======== Given records ========

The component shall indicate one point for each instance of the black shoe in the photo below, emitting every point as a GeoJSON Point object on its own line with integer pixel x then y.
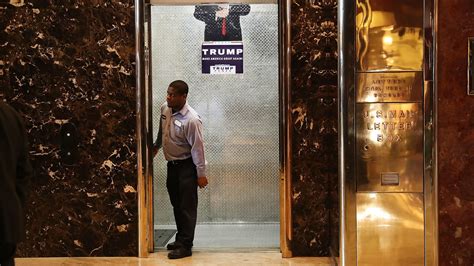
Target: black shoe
{"type": "Point", "coordinates": [179, 253]}
{"type": "Point", "coordinates": [173, 245]}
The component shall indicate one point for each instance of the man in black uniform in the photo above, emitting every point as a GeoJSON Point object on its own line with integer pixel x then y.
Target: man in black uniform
{"type": "Point", "coordinates": [180, 135]}
{"type": "Point", "coordinates": [15, 174]}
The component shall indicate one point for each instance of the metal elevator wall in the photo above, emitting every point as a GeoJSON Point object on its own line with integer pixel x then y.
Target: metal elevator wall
{"type": "Point", "coordinates": [239, 113]}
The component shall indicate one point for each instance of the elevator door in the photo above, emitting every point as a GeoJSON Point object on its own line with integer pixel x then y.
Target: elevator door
{"type": "Point", "coordinates": [240, 207]}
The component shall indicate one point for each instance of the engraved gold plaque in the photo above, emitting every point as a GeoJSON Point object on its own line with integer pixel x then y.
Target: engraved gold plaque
{"type": "Point", "coordinates": [389, 35]}
{"type": "Point", "coordinates": [389, 87]}
{"type": "Point", "coordinates": [389, 140]}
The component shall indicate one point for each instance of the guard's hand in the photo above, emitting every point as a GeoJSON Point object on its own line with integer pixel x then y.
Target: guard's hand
{"type": "Point", "coordinates": [202, 181]}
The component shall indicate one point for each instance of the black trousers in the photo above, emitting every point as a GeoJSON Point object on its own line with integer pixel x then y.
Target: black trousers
{"type": "Point", "coordinates": [7, 252]}
{"type": "Point", "coordinates": [182, 189]}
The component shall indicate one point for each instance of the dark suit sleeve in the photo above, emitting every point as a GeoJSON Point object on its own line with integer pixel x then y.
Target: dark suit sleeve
{"type": "Point", "coordinates": [206, 13]}
{"type": "Point", "coordinates": [239, 10]}
{"type": "Point", "coordinates": [24, 170]}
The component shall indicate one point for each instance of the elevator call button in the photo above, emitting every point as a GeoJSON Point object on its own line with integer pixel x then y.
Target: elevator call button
{"type": "Point", "coordinates": [390, 179]}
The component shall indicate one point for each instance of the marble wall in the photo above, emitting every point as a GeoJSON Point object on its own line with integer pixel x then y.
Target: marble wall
{"type": "Point", "coordinates": [455, 135]}
{"type": "Point", "coordinates": [314, 115]}
{"type": "Point", "coordinates": [73, 62]}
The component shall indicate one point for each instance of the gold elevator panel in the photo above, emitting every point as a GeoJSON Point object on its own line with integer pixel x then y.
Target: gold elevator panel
{"type": "Point", "coordinates": [389, 132]}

========

• **Work required**: The task calls for all records to be set down precisely, excluding any images.

• **Response area**:
The component shall indicate one point for each instance of the black shoe in the photo below, emitting every point as a GeoJSON Point object on its own line with integer pixel x then y.
Target: black shoe
{"type": "Point", "coordinates": [179, 253]}
{"type": "Point", "coordinates": [173, 245]}
The component shall indicate one point for each instance of the man in black uniform in the photo above, emitting every point as a GeoJSON Point object on its own line with integer pixel x then y.
Target: man in black uniform
{"type": "Point", "coordinates": [180, 135]}
{"type": "Point", "coordinates": [15, 174]}
The component shall indicate one point for each instance of the metal elevator wall in the photo above, emitting every point as a GeoJSON Point object on its own line with integer pixel x then y.
Target: metal elevator wall
{"type": "Point", "coordinates": [239, 113]}
The component shall indicate one point for each instance of the elevator door in the photo above, emitting every point as a GeoJSON Point object on its own line with integer pixel x then y.
Target: elevator door
{"type": "Point", "coordinates": [240, 207]}
The component shall indicate one point for each instance of the engraved gold plaque in the photo above, emitting every point as a GeoJSON Point object on its own line with integer pixel x then y.
Target: engraved gold plaque
{"type": "Point", "coordinates": [389, 35]}
{"type": "Point", "coordinates": [389, 87]}
{"type": "Point", "coordinates": [389, 140]}
The component shall indicate one point for each instance of the guard's hand in the photo above, emitting every point as a GeoJSON Point object on its own line with integer pixel x then y.
Target: guard's hand
{"type": "Point", "coordinates": [202, 181]}
The component shall indicate one point for each instance of the black trousers in the photo above, emitting every point as a GeoJSON Point object on its own line with integer pixel x then y.
Target: black trousers
{"type": "Point", "coordinates": [7, 252]}
{"type": "Point", "coordinates": [182, 189]}
The component shall indicate one point for each instance of the dark suit sleeve in the photo above, emitting every point as a GeoJSON Point object on its own line with integer pixel x then y.
Target: dark suit sleeve
{"type": "Point", "coordinates": [206, 13]}
{"type": "Point", "coordinates": [239, 10]}
{"type": "Point", "coordinates": [24, 170]}
The component shall indicate one point for each instance of the elevator call button in the photo above, emitting every point as a GeoJSON Point object on its own line with integer pixel x then y.
Target: elevator call button
{"type": "Point", "coordinates": [390, 179]}
The component shall indicate one point for each instance of the marble wall in the photo above, emitting every point as a GeoJSON Point object on its own line with integer pixel x then y.
Target: marble wall
{"type": "Point", "coordinates": [455, 135]}
{"type": "Point", "coordinates": [314, 115]}
{"type": "Point", "coordinates": [73, 62]}
The component shall indicate one point for each instance of the gold elevator panel in the photo above, emitting every point as a GeoJSON Point object on its own line with integer pixel x then y.
Target: gold elevator panel
{"type": "Point", "coordinates": [389, 132]}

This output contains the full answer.